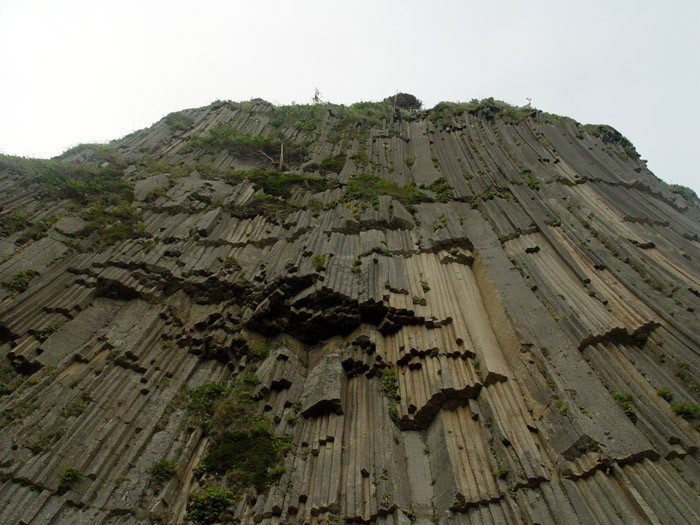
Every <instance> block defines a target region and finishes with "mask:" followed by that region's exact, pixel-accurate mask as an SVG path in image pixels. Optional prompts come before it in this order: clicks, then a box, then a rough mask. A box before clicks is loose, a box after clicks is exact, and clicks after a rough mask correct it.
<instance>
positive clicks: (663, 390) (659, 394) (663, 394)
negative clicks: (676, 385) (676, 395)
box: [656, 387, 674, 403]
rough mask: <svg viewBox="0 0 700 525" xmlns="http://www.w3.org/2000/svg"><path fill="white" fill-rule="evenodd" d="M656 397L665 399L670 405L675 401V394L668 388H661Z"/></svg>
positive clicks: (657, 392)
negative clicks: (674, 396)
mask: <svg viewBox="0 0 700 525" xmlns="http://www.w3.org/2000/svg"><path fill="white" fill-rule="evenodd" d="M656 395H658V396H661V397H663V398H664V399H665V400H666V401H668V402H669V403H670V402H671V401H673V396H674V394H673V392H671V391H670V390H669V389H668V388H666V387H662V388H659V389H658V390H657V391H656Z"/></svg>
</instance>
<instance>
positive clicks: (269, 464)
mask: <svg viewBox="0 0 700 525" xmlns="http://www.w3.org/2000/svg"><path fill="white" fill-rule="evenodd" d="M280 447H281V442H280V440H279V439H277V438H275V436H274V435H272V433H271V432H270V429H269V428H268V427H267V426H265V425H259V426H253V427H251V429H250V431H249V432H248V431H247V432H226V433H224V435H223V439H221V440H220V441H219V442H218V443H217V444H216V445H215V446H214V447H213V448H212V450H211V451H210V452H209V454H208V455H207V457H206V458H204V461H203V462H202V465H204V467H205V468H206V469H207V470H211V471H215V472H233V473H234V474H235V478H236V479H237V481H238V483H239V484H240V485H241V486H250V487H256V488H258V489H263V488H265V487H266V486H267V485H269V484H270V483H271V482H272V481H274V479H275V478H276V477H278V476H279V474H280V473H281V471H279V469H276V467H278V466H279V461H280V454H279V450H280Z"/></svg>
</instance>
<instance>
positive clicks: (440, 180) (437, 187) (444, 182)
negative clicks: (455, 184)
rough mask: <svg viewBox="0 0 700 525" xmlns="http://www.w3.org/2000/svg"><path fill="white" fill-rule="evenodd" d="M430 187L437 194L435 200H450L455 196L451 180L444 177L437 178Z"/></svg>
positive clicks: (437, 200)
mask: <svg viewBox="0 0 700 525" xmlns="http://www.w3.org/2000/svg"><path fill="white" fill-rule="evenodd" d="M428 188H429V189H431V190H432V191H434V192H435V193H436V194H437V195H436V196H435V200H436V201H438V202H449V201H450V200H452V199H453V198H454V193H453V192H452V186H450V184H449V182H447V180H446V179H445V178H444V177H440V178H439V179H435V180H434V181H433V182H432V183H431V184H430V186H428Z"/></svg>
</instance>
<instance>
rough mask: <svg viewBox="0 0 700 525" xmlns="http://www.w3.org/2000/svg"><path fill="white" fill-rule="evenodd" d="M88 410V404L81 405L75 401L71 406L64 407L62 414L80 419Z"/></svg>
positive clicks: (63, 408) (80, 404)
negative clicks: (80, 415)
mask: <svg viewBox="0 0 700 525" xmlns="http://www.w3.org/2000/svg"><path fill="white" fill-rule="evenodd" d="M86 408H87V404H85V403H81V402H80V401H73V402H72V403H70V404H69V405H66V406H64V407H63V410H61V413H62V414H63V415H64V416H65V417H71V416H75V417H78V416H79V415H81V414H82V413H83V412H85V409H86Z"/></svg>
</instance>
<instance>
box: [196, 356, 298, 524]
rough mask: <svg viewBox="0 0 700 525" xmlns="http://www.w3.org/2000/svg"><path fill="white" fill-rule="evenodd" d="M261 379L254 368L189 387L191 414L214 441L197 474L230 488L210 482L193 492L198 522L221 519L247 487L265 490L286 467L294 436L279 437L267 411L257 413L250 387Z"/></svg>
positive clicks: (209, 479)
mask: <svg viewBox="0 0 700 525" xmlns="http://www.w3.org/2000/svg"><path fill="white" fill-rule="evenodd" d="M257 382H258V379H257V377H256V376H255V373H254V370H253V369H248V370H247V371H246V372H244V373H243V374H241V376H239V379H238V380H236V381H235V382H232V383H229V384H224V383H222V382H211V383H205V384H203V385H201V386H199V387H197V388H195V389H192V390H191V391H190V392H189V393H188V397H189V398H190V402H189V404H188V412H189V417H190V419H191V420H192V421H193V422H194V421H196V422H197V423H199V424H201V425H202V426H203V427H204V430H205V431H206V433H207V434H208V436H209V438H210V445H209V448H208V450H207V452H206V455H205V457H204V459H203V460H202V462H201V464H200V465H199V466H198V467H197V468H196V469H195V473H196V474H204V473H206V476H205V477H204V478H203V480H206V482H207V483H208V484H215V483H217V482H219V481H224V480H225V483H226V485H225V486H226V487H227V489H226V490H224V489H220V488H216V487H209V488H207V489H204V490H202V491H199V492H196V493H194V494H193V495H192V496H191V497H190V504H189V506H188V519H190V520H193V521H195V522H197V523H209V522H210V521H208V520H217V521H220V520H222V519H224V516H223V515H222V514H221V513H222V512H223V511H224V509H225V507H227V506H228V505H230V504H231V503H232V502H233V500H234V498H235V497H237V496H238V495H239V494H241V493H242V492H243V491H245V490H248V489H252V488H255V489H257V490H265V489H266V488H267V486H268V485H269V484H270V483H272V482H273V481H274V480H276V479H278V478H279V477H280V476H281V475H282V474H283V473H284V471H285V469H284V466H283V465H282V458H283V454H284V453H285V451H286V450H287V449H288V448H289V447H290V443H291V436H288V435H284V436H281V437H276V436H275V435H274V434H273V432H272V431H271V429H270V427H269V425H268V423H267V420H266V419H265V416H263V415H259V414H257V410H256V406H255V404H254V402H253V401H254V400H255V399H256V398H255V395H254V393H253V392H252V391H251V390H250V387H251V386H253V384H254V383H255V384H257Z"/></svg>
==
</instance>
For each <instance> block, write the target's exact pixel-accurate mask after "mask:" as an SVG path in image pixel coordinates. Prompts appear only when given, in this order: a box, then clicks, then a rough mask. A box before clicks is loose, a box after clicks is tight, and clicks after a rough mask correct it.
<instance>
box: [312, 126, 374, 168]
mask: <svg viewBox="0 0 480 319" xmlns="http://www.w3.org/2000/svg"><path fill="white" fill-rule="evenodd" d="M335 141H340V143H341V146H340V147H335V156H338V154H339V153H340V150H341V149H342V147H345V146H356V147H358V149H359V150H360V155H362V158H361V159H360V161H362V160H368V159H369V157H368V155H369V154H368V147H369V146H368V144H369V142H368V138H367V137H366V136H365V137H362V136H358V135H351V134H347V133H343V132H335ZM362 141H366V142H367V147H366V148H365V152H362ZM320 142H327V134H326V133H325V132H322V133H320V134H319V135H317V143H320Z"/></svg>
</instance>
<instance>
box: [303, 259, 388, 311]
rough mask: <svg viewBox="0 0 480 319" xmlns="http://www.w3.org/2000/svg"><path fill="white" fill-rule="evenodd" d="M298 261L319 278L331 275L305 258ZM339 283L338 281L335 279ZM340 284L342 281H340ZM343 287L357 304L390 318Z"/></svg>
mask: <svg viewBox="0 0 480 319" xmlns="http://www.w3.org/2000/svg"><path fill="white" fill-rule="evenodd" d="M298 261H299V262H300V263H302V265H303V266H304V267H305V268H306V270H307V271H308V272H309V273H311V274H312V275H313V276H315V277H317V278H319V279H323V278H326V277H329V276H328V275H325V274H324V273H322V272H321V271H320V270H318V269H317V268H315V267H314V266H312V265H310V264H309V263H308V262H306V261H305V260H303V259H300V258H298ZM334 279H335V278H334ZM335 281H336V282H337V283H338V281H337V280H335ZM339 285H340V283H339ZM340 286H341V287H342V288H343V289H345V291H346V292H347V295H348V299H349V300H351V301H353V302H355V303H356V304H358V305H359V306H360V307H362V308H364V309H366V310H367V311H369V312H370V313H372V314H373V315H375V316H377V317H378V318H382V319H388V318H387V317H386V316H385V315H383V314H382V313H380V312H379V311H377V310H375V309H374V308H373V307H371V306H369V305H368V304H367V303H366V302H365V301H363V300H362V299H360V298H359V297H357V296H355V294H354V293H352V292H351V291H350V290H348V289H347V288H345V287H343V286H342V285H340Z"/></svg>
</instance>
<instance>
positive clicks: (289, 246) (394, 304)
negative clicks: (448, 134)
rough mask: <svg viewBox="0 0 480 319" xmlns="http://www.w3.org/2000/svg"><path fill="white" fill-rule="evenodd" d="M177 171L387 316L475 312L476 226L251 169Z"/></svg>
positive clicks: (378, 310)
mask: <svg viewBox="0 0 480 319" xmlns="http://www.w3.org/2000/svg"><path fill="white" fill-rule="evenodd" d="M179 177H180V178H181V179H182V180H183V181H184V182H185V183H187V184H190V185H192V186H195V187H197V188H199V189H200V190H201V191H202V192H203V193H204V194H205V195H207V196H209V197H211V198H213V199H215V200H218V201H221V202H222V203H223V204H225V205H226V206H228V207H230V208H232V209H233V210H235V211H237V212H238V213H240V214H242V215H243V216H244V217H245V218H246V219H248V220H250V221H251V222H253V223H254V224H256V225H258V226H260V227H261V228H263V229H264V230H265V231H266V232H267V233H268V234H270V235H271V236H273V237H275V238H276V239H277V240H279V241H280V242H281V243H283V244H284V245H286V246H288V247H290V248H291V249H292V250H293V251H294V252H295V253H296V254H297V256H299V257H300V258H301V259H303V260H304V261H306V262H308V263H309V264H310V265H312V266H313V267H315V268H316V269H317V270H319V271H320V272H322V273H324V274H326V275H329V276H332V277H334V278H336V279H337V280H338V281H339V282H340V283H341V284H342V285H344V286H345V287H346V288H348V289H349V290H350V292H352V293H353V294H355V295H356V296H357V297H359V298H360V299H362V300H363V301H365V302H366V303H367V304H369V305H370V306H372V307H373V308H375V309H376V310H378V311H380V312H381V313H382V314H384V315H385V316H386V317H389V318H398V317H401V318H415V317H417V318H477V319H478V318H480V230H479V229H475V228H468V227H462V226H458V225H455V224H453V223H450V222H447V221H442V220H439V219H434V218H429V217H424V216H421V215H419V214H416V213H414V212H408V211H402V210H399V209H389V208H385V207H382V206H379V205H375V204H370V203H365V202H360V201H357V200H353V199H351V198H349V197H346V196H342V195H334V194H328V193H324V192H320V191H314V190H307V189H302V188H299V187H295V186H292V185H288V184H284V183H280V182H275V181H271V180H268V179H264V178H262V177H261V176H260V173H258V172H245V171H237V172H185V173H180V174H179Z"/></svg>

WHAT TO PRODUCE: Produce a word-for-word copy of everything above from the line holding "negative clicks: (674, 396)" down to the line holding "negative clicks: (455, 184)", with both of those lines kept.

YOUR RESPONSE:
negative clicks: (674, 396)
mask: <svg viewBox="0 0 700 525" xmlns="http://www.w3.org/2000/svg"><path fill="white" fill-rule="evenodd" d="M656 395H658V396H661V397H663V398H664V399H665V400H666V401H668V402H669V403H670V402H671V401H673V396H674V394H673V392H671V391H670V390H669V389H668V388H666V387H662V388H659V389H658V390H657V391H656Z"/></svg>
</instance>
<instance>
positive clicks: (269, 464)
mask: <svg viewBox="0 0 700 525" xmlns="http://www.w3.org/2000/svg"><path fill="white" fill-rule="evenodd" d="M280 447H281V442H280V440H279V439H277V438H275V436H274V435H272V433H271V432H270V429H269V428H268V427H267V426H265V425H259V426H253V427H251V429H250V431H249V432H248V431H247V432H226V433H224V435H223V439H221V440H220V441H219V442H218V443H217V444H216V445H215V446H214V447H213V448H212V450H211V451H210V452H209V454H208V455H207V457H206V458H204V461H203V462H202V465H204V467H205V468H206V469H207V470H211V471H215V472H233V473H234V474H235V478H236V479H237V481H238V483H239V484H240V485H241V486H250V487H256V488H258V489H263V488H265V487H266V486H267V485H269V484H270V483H271V482H272V481H274V479H275V478H276V477H278V476H279V474H280V473H281V471H279V469H276V467H278V466H279V461H280V454H279V450H280Z"/></svg>
</instance>
<instance>
positive clicks: (440, 180) (437, 187) (444, 182)
negative clicks: (455, 184)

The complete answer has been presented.